» ACTIVITY
Nothing but the pictures should be dropped when the records are transcribed word for word.

» Natural language region descriptions
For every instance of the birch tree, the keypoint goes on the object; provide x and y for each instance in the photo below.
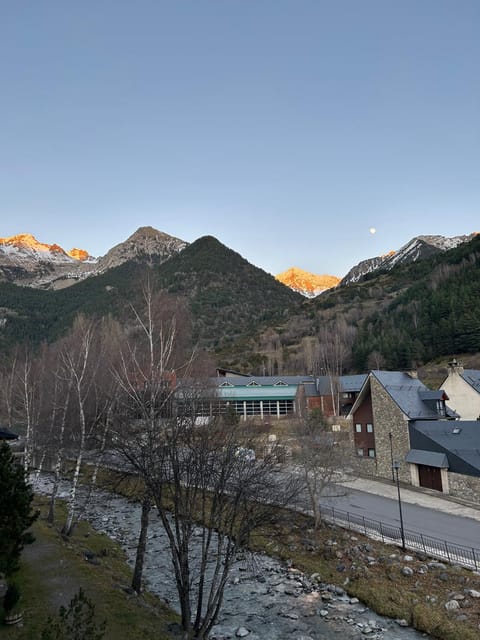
(79, 361)
(209, 497)
(322, 456)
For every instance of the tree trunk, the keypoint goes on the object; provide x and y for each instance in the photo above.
(142, 544)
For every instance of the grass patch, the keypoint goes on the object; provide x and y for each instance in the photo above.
(54, 568)
(366, 569)
(372, 572)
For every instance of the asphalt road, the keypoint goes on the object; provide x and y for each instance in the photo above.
(435, 524)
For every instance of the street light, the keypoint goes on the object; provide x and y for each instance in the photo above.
(396, 466)
(391, 456)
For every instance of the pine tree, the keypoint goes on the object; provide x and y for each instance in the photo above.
(16, 516)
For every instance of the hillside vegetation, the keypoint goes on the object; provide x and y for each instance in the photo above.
(398, 319)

» YOUR RESPONSE
For every instance of the birch tree, the keypoint goes on the object; provide x and y for each instance in the photo below.
(79, 361)
(209, 497)
(322, 456)
For every instance of the tree trunk, the keypoint goes on the object; provide x and y for each instance in the photo above.
(142, 544)
For every instance of the grass patch, the keypoint goes on the object; provide x and y for each instance in the photo above.
(54, 568)
(366, 569)
(372, 572)
For every instance of the asphalt road, the keypoint goes on the object; provide x and y for each instance in the photo above.
(435, 524)
For every instance of the street light, the keypoint goes on the object; provide x and y for each instance in the photo above.
(396, 466)
(391, 456)
For every instance of the pine tree, the keypoint goes on the object; provide x and y for each instance in the photo above.
(16, 516)
For every instance of the hillside vegetation, the keypoint goes on the object; provide x and y for each instance in the photo above.
(398, 319)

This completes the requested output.